## BEGIN

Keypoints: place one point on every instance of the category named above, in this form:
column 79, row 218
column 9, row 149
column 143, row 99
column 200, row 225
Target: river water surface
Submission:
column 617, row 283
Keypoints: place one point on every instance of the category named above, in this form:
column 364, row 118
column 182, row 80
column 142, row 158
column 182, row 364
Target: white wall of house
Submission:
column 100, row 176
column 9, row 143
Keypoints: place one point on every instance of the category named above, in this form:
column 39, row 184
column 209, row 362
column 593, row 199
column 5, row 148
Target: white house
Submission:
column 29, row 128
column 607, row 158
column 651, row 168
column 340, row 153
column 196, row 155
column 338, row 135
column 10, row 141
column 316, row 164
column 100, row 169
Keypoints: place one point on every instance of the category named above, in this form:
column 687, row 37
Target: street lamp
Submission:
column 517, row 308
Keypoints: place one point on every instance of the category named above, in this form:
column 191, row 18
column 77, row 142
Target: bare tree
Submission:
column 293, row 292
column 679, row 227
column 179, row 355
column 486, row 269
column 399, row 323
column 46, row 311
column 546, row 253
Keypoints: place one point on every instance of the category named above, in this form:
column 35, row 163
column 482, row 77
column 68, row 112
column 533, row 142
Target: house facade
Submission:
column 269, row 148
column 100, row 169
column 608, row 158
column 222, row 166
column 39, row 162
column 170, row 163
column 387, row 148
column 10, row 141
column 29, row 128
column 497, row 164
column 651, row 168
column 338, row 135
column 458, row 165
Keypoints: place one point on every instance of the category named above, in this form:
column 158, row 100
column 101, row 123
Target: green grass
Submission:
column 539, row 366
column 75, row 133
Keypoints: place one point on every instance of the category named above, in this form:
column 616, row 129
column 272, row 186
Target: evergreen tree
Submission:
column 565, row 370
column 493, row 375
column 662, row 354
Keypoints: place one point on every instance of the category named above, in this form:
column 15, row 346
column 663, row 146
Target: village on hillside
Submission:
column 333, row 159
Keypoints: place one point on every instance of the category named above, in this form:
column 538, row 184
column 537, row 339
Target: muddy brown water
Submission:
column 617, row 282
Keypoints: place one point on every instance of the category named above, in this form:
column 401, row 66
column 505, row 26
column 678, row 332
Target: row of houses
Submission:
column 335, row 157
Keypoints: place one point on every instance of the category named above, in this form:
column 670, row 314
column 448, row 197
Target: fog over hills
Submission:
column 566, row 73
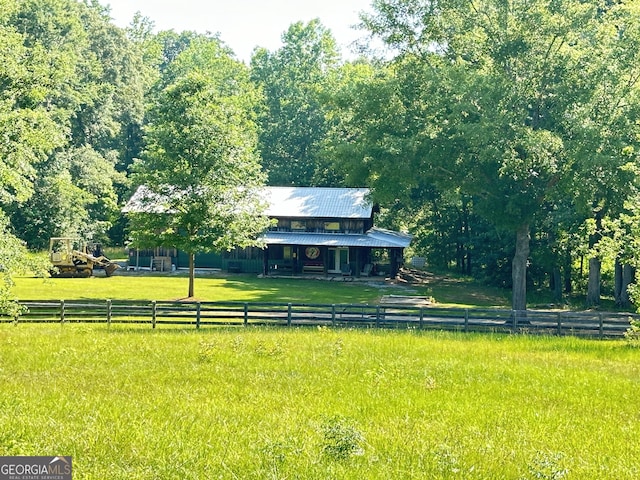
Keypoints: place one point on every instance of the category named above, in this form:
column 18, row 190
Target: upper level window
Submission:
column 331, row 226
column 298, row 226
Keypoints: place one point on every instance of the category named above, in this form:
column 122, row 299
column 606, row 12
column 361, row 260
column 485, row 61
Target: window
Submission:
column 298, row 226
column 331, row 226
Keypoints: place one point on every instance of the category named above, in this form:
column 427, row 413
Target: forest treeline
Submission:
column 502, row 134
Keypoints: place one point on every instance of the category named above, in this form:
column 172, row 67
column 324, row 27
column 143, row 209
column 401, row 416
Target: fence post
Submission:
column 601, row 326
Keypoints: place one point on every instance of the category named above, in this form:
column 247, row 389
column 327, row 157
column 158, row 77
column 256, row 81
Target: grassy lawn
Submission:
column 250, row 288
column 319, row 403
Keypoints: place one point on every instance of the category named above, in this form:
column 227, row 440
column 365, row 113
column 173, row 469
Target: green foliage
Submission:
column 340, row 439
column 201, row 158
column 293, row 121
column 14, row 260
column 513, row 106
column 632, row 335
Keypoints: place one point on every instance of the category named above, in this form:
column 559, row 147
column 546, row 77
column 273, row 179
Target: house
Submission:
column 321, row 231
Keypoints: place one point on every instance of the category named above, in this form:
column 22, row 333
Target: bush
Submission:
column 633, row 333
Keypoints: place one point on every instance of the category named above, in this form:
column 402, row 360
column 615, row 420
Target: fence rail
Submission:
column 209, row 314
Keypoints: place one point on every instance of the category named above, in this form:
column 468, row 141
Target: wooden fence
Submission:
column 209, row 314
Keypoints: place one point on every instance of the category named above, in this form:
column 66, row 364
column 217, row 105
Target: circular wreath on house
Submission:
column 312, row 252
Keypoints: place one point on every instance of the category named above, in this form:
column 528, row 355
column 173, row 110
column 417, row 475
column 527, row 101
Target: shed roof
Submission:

## END

#### What is required:
Reproduce all of the data above verbatim, leaving out the images.

#### Answer to this problem:
Keypoints: place one point on every instance of the category named above, in this form:
column 79, row 218
column 9, row 149
column 143, row 99
column 200, row 225
Target: river water surface
Submission:
column 617, row 283
Keypoints: place one point on every instance of the category named above, in this form:
column 364, row 118
column 182, row 80
column 142, row 158
column 182, row 364
Target: white wall of house
Submission:
column 100, row 176
column 9, row 143
Keypoints: place one point on every instance of the category named above, in this form:
column 39, row 184
column 209, row 362
column 593, row 199
column 5, row 148
Target: white house
Submission:
column 29, row 128
column 607, row 158
column 651, row 168
column 340, row 153
column 196, row 155
column 338, row 135
column 10, row 141
column 316, row 164
column 100, row 169
Keypoints: place one point on every instance of the category named above, in this form:
column 687, row 37
Target: street lamp
Submission:
column 517, row 308
Keypoints: place one point on every instance of the category named above, in this form:
column 191, row 18
column 77, row 142
Target: bare tree
Submission:
column 293, row 292
column 679, row 227
column 179, row 355
column 486, row 269
column 399, row 323
column 46, row 311
column 546, row 253
Keypoints: place one point on every instance of the category named above, in this form:
column 35, row 163
column 482, row 77
column 68, row 112
column 533, row 142
Target: house facade
Submission:
column 269, row 148
column 100, row 169
column 608, row 158
column 222, row 166
column 39, row 162
column 170, row 163
column 387, row 148
column 10, row 141
column 29, row 128
column 497, row 164
column 651, row 168
column 338, row 135
column 458, row 165
Keypoints: place one point on every instance of the category named above, in this form:
column 158, row 100
column 101, row 123
Target: green grass
Submission:
column 539, row 366
column 75, row 133
Keypoints: place one point on every instance of the category named above, in this form:
column 616, row 129
column 272, row 186
Target: evergreen tree
Submission:
column 565, row 370
column 493, row 375
column 662, row 354
Keypoints: place one point on every instance of the category named above, in this form:
column 15, row 346
column 663, row 146
Target: village on hillside
Submission:
column 333, row 159
Keypoints: place one point on every instance of the category named above, in this form:
column 538, row 184
column 537, row 339
Target: muddy brown water
Submission:
column 617, row 282
Keypoints: place one point on every instance of the category named above, in this form:
column 401, row 66
column 505, row 26
column 678, row 332
Target: row of houses
Submission:
column 335, row 157
Keypoints: place one point on every instance of the category named above, in this form:
column 670, row 314
column 448, row 197
Target: fog over hills
Submission:
column 566, row 73
Keypoints: place one point on every instance of the category named above, in this form:
column 18, row 190
Target: upper level window
Submission:
column 331, row 226
column 298, row 226
Keypoints: place one point on every instance of the category named above, in this form:
column 122, row 299
column 606, row 12
column 361, row 260
column 485, row 61
Target: window
Submission:
column 298, row 226
column 331, row 226
Keypoints: place one point on every instance of the category named above, in this form:
column 427, row 413
Target: forest treeline
Submission:
column 502, row 134
Keypoints: place one point on every instance of the category named above, in this form:
column 172, row 67
column 324, row 27
column 143, row 209
column 401, row 416
Target: fence post
Submission:
column 601, row 326
Keypoints: place one point on every instance of the category named above, in this form:
column 247, row 389
column 327, row 157
column 158, row 77
column 256, row 81
Target: grassy lawn
Submission:
column 250, row 288
column 319, row 403
Keypoints: place one point on every instance of the category named above, in this form:
column 227, row 440
column 365, row 113
column 173, row 469
Target: green foliage
Submission:
column 340, row 439
column 201, row 158
column 293, row 121
column 14, row 260
column 513, row 106
column 632, row 335
Keypoints: place one point on every instance of the category named above, in this form:
column 559, row 147
column 546, row 77
column 273, row 179
Target: house
Submission:
column 321, row 231
Keypoints: place one point on every instance of the category named above, in this form:
column 22, row 333
Target: bush
Submission:
column 633, row 333
Keypoints: place one point on every instance of the category named above, in this form:
column 402, row 360
column 615, row 420
Target: fence rail
Submission:
column 209, row 314
Keypoints: place one point on every instance of the category named above, in this form:
column 468, row 141
Target: wooden fence
Submission:
column 209, row 314
Keypoints: place one point on every instance of the category named above, in this form:
column 66, row 364
column 217, row 105
Target: circular wreath on house
Submission:
column 312, row 252
Keypoints: place one point on every instance of the category named above, in this form:
column 528, row 355
column 173, row 110
column 417, row 475
column 527, row 101
Target: shed roof
Submission:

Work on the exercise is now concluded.